▶ **Work task**
Search the listing below, and show each line that includes the word "white".

▶ **Entries shown**
▽

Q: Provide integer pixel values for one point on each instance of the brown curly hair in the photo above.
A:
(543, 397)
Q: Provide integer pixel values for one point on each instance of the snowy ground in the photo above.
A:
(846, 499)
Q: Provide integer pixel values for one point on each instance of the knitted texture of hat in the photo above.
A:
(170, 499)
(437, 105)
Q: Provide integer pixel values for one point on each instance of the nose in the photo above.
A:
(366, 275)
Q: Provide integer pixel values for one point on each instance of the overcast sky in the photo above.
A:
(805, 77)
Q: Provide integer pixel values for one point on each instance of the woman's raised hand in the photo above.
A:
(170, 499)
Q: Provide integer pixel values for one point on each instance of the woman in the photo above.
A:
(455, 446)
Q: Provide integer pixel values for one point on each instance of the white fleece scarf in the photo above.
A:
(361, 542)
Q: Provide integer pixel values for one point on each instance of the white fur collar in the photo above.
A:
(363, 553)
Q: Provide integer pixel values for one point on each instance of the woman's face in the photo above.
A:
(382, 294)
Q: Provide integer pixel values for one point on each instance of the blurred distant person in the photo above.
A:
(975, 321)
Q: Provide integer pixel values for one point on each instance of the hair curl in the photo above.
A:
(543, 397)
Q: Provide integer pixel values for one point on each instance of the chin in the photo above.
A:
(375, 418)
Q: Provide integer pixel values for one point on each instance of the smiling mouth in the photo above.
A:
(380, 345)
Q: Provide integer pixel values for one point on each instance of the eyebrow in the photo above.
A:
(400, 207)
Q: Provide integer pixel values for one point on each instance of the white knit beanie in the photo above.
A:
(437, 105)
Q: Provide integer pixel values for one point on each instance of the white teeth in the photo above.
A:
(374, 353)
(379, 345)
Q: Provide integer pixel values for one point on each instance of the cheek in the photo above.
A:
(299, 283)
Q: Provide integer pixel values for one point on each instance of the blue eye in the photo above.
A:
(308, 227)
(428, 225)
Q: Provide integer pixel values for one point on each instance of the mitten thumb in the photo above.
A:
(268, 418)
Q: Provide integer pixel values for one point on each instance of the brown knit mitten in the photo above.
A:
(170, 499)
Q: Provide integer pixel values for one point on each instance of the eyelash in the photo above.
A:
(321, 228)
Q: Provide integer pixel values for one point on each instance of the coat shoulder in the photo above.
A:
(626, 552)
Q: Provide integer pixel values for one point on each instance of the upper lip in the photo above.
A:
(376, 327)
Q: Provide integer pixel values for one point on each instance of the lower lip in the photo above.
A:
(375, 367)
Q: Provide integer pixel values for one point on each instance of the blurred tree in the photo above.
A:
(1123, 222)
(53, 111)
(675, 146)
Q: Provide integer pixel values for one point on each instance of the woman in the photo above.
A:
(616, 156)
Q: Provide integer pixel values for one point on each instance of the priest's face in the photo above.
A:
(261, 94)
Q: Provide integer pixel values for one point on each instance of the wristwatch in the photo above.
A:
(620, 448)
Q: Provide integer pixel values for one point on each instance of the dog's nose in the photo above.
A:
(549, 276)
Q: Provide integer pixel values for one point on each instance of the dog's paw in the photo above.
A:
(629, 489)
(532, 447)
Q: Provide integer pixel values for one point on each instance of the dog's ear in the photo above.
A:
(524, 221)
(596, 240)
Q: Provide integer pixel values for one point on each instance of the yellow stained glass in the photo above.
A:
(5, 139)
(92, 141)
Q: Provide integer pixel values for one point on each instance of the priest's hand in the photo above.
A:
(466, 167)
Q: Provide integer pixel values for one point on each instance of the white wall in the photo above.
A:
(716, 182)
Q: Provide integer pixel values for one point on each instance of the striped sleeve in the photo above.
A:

△

▶ **Response area**
Q: Provide integer pixel values for one point on each instance of the white fleece scarf in the photo above.
Q: Provide integer pixel values for one point on each instance of the white fur collar in the photo above.
Q: Provide integer pixel values for one point on each instance of the white knit beanie in the photo above.
Q: Provide integer pixel values for one point on each instance of the white teeth in the photo above.
Q: Provide integer pixel values for one point on each instance of the white wall in the photo above.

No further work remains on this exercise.